── Data provided

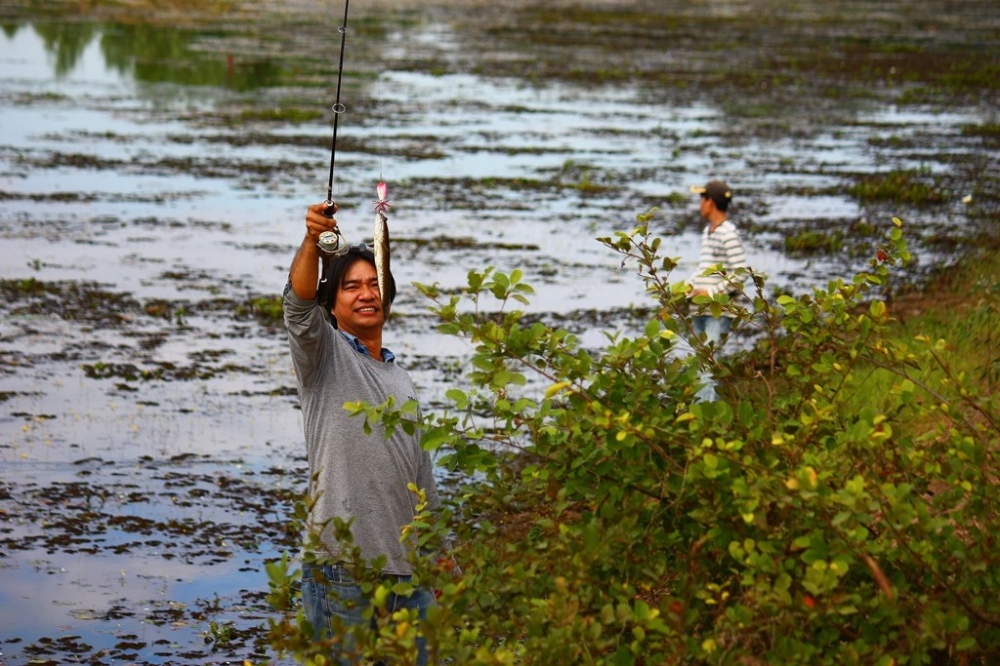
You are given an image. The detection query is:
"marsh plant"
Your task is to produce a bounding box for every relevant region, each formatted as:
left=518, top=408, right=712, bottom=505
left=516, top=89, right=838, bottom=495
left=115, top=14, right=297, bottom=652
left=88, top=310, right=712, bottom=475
left=271, top=214, right=1000, bottom=665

────

● **Stated problem**: Retype each item above line for line, with no changes, and leave out the pictures.

● **Response to this task**:
You are given an image. The detection query is:
"marsh plant"
Your task is to produce a bounding box for every relevant region, each formatted as:
left=518, top=408, right=712, bottom=505
left=516, top=89, right=838, bottom=495
left=115, top=14, right=297, bottom=652
left=88, top=310, right=712, bottom=475
left=271, top=214, right=1000, bottom=665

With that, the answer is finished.